That's the big X-factor -- whether the excise tax repeal, stemming from Cruz's elimination of Obamacare, would be allocated in a way to boost the stock.  

"It isn’t clear that the financial benefit of a reversal of the 2.3% medical device tax on U.S. sales would flow through to the bottom line, as my guess would be that that at least a healthy portion of the tax savings would be reinvested in the business,” Jennings said. “Overall, a repeal of the medical device tax incorporated into the ACA would have a limited impact to the future financial performance of the group.”

Though there is doubt cast on whether investing in medical device manufacturers would really deliver healthy profits to your portfolio in this hypothetical scenario, putting some skin in the game in this sector would at least be an option that only has upside. The extra money saved from the repeal of the excise tax may not move the stock price of these companies, but there is a logical argument to be made for additional growth in a sector that is already humming.  Indeed, large-cap med tech stocks are trading at a next 12 month price-to-earnings ratio of 19.7, and small-caps in this sector are trading at a next 12 month enterprise-value-to-sales ratio of 5.2. What's more, health care stocks have outperformed the market, with the S&P 500 Healthcare Index up 3.83% year-to-date compared to the S&P 500, which is up a meager 0.96% year to date.

Eliminating Obamacare may add $137 billion to the federal budget over the next ten years and increase the number of uninsured Americans by 24 million, according to the Congressional Budget Office, but your portfolio will at least be faring well.  

Cruz Control would have sweeping ramifications on the nation's economy, with his goal to balance the budget, implement a flat tax and eradicate the Export-Import Bank (which would pose negatives to industrials like Boeing, Dow Chemical and GE), but stock-pickers looking to invest need to focus on the health care names most affected by an Obamacare obliteration.

┄┄┄┄┄┄┄┄┄┄

* Exercise set
**1.** Reproduce the part of the article on Cruz and Obamacare starting with "That's the big" and going on through "boost the stock.".
**2.** Answer these questions using the article on Cruz and Obamacare:
(a) What percentage is the medical device tax on U.S. sales?
(b) How much is the S&P 500 Healthcare Index up year-to-date?
(c) According to the Congressional Budget Office, by how many would eliminating Obamacare increase the number of uninsured Americans?

┄┄┄┄┄┄┄┄┄┄

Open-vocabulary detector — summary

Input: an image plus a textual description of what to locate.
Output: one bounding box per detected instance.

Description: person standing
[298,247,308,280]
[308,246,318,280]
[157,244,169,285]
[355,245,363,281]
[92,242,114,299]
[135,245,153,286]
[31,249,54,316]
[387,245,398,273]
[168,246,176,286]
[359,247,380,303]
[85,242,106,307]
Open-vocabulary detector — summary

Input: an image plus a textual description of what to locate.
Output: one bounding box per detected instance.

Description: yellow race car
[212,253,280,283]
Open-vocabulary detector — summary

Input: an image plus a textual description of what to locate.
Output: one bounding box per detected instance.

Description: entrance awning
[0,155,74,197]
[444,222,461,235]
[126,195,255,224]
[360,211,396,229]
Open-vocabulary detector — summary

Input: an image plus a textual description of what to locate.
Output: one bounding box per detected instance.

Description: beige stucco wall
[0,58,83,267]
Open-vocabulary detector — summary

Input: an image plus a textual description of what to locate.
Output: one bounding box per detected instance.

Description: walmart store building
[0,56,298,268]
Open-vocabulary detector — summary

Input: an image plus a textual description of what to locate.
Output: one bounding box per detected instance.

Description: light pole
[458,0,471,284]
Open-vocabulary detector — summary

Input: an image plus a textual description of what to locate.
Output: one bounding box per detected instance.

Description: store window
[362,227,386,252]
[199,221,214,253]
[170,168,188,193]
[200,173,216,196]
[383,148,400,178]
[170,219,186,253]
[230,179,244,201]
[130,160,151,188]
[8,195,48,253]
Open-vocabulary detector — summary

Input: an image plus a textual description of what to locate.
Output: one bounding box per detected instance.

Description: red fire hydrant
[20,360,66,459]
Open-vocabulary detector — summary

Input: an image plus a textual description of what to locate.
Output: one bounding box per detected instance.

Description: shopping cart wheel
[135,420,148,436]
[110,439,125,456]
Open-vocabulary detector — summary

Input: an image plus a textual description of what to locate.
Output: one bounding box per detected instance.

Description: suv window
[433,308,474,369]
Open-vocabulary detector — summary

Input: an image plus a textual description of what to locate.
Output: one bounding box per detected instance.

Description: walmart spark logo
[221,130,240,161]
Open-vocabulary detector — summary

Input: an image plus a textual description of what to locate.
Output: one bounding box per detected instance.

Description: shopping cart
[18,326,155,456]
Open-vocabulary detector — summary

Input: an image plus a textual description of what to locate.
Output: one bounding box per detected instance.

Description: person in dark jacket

┄┄┄┄┄┄┄┄┄┄

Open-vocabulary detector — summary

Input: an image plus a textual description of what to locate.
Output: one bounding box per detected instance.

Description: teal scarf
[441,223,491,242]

┄┄┄┄┄┄┄┄┄┄

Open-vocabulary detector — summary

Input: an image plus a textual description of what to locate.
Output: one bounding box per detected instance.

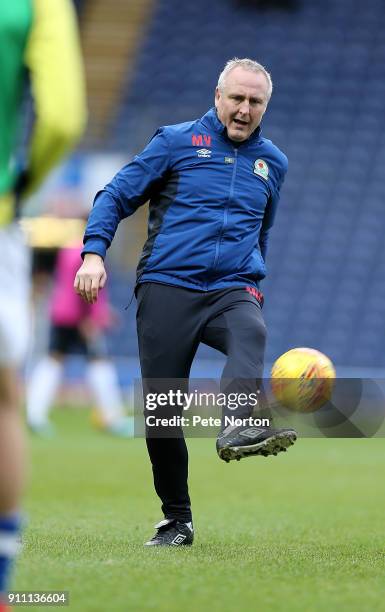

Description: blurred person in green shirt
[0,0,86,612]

┄┄┄┄┄┄┄┄┄┄

* Numbered answers
**1.**
That's the big X-factor -- whether the excise tax repeal, stemming from Cruz's elimination of Obamacare, would be allocated in a way to boost the stock.

**2.**
(a) 2.3%
(b) 3.83%
(c) 24 million